## TASK GOAL
Quote all of the data that follows exactly as written, skipping the images.

+-------+

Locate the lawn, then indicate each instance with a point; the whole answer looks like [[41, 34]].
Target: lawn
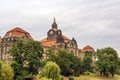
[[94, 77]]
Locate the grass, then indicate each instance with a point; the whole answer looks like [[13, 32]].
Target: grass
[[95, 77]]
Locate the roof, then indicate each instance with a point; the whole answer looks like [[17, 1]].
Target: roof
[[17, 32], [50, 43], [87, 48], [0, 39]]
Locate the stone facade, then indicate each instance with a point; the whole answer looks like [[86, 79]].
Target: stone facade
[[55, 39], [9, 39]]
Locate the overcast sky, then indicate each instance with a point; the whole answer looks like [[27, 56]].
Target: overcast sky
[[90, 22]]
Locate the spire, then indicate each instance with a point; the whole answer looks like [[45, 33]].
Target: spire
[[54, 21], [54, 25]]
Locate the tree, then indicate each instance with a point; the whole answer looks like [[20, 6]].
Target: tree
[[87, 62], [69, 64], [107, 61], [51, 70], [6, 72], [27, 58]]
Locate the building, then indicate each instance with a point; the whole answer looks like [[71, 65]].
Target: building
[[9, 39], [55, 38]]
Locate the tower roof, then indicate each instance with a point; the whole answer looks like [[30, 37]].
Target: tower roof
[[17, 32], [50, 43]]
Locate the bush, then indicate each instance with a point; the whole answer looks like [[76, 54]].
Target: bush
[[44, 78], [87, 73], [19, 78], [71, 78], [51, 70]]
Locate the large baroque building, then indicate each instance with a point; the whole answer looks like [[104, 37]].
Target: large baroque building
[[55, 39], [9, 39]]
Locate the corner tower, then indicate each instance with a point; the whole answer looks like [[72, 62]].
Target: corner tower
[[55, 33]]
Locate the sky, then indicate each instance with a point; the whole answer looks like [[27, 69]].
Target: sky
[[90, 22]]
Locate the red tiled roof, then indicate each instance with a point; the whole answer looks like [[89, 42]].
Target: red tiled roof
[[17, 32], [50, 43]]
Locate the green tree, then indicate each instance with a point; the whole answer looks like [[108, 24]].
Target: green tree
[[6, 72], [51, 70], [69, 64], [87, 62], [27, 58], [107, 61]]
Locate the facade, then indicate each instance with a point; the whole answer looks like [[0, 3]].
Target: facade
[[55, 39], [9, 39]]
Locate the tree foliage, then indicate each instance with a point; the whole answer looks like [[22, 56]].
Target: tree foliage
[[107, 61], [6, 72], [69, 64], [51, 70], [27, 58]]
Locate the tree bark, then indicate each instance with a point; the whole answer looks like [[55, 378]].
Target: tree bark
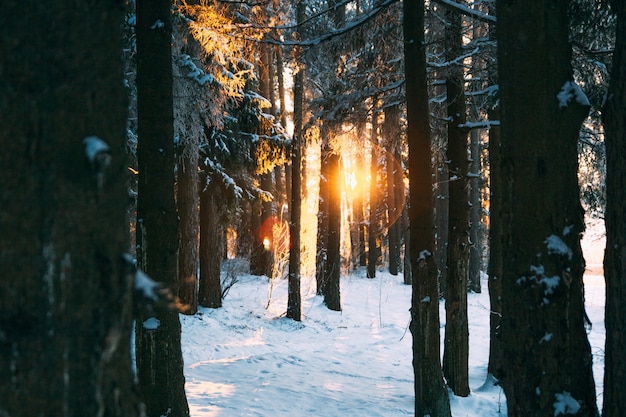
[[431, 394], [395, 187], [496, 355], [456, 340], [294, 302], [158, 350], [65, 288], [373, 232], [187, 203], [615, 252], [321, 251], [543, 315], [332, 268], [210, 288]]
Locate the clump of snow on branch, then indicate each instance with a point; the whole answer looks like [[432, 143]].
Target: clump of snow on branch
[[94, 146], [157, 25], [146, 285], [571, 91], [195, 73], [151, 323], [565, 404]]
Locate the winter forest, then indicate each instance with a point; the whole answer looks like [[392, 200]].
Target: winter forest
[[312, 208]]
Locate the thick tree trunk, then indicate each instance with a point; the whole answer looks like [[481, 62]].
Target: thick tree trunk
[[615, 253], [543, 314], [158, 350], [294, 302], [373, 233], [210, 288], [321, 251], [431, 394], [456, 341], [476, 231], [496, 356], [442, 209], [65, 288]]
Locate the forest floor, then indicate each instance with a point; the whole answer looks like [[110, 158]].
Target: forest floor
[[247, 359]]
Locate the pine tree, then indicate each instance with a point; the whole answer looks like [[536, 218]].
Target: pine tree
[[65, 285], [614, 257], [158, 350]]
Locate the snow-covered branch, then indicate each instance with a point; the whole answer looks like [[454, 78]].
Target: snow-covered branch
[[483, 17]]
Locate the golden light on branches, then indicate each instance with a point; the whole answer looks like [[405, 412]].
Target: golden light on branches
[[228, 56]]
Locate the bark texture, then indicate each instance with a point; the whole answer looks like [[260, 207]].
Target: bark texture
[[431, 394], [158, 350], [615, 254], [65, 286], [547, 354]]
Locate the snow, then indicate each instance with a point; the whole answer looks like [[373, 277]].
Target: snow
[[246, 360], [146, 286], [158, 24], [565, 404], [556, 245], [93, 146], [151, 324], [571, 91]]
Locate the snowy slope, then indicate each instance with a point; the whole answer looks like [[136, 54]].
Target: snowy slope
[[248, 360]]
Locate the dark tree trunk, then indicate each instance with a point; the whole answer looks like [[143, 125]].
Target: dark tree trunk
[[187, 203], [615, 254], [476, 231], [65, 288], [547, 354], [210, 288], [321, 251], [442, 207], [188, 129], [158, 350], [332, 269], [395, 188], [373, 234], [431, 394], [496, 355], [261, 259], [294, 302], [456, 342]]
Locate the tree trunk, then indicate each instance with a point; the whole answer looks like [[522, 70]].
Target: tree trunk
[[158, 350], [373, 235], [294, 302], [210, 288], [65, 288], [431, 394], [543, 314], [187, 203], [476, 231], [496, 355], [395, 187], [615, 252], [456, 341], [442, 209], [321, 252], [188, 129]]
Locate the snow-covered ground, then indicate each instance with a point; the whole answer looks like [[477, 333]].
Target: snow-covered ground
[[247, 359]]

+-------+

## COMPLETE ANSWER
Locate the lawn, then indicate each instance with a point; the whole answer looks like [[41, 34]].
Target: lawn
[[94, 77]]
Locate the grass, then indicate each instance with a point; the whole answer looks like [[13, 32]].
Target: grass
[[95, 77]]
Locate the roof, then indicate each instance with a point; the whole answer looks like [[17, 1]].
Target: roof
[[17, 32], [50, 43], [87, 48], [0, 39]]
Locate the stone facade, then indicate each instance with a point; the whole answer looks like [[86, 79]].
Target: stone facade
[[55, 39], [9, 39]]
Locate the overcast sky, then indicate each instance with a point; the whole answer looks like [[27, 56]].
Target: overcast sky
[[90, 22]]
Locate the spire, then indicate each instance with a point; the whole answer looks like [[45, 33]].
Target: spire
[[54, 21], [54, 25]]
Locate the tree, then indicate each instance with a point; the whole answer looks like [[20, 6]].
Target: tree
[[87, 62], [69, 64], [107, 61], [51, 70], [6, 72], [27, 58]]
Locate the building, then indicate each instance with a point; the whole answer looks like [[71, 65]].
Target: building
[[9, 39], [55, 38]]
Locate the tower roof, then indicate each instance with a point; the whole answer looks like [[30, 37]].
Target: tower roof
[[17, 32], [50, 43]]
Locate the bush, then indicate each instance with a point; the whole answer looks like [[76, 54]].
Target: bush
[[44, 78], [87, 73], [19, 78], [71, 78], [51, 70]]
Locate the large baroque building, then indicate each instance with a point; the whole answer looks like [[104, 37]].
Target: large baroque building
[[55, 39], [9, 39]]
Locate the corner tower, then indicate each instance with a point; the whole answer looks like [[72, 62]].
Target: corner tower
[[55, 33]]
Locate the sky, then indicate each instance with a point; the whole answer looks like [[27, 69]].
Target: sky
[[90, 22]]
Locate the red tiled roof, then indicate each instance with a point; the whole answer looks like [[89, 42]].
Target: red tiled roof
[[17, 32], [50, 43]]
Locate the green tree, then indicate each instance with a point; the whole answer looks like [[108, 24]].
Target: green tree
[[6, 72], [51, 70], [69, 64], [87, 62], [27, 58], [107, 61]]
Locate the facade, then indicate each instance with a point; the whole answer looks like [[0, 3]].
Target: facade
[[55, 39], [9, 39]]
Locate the tree foliage, then indicate each instance with a point; the whole answer looks like [[22, 56]].
Target: tree foliage
[[107, 61], [6, 72], [69, 64], [51, 70], [27, 58]]
Locate the tree bark, then indicate each instance with a point; the whole answer looks like [[55, 378]].
Target: tree bark
[[431, 394], [395, 187], [496, 355], [456, 340], [294, 302], [158, 350], [65, 288], [373, 232], [187, 203], [615, 252], [321, 251], [543, 315], [332, 268], [210, 288]]
Locate the clump of snow on branch, then indicate each instance with a point; the whole answer looks like [[432, 143]].
Target: clump of snow on branch
[[94, 146], [157, 25], [146, 285], [571, 91], [195, 73], [151, 323], [565, 404]]
Locate the winter forest, then indicate each instance with a point; the whole answer looks like [[392, 200]].
Target: winter forest
[[312, 208]]
Locate the thick tree trunk, then indicate each instance with a point; the whole answer looks like [[481, 62]].
Target: thick tree trunk
[[615, 253], [543, 314], [158, 350], [294, 302], [373, 233], [210, 288], [321, 251], [431, 394], [456, 341], [476, 231], [496, 356], [442, 209], [65, 288]]
Locate the forest floor, then indicate each instance with a point; the whole answer looks like [[110, 158]].
Target: forest floor
[[247, 359]]
Locate the pine tree, then indicate each instance with a point; the whole answer looks like [[536, 218]].
Target: pine tree
[[65, 285], [614, 257], [158, 350]]
Locate the snow-covered branch, then indicate each instance with a point; the whole answer looks like [[454, 78]].
Target: snow-covered branch
[[483, 17]]
Locate the golden light on branches, then indicate each instance with a point; the whole answer looks like [[405, 412]].
Target: golden light on branches
[[228, 56]]
Locate the bark texture, then indicate each instance with a point; the whole answer looks like [[260, 207]].
Target: bark texture
[[431, 394], [158, 350], [615, 254], [65, 286], [547, 354]]
Locate the snow, then indicate each instance with a point; the whole answer looks like [[373, 277]].
Target: snow
[[246, 360], [146, 286], [158, 24], [565, 404], [556, 245], [93, 146], [151, 324], [571, 91]]
Locate the snowy slope, then indicate each instance with a point; the whole answer looks like [[136, 54]].
Target: snowy slope
[[248, 360]]
Locate the dark tree trunk, then indicate each instance with a point; the whole answer looks like [[143, 125]].
Target: dark tree trunk
[[187, 203], [615, 254], [476, 231], [65, 288], [547, 354], [210, 288], [321, 251], [442, 207], [188, 129], [158, 350], [332, 269], [395, 188], [373, 234], [431, 394], [496, 355], [261, 259], [294, 302], [456, 342]]
Locate the tree trunk, then indicate each instance with a point; the whole answer looks like [[522, 70]].
Target: tree trunk
[[158, 350], [373, 235], [294, 302], [210, 288], [65, 288], [431, 394], [543, 314], [187, 203], [476, 231], [496, 355], [395, 187], [615, 252], [456, 341], [442, 209], [321, 252], [188, 129]]
Locate the snow-covered ground, then indicate each instance with a point; the whole answer looks like [[477, 333]].
Target: snow-covered ground
[[247, 359]]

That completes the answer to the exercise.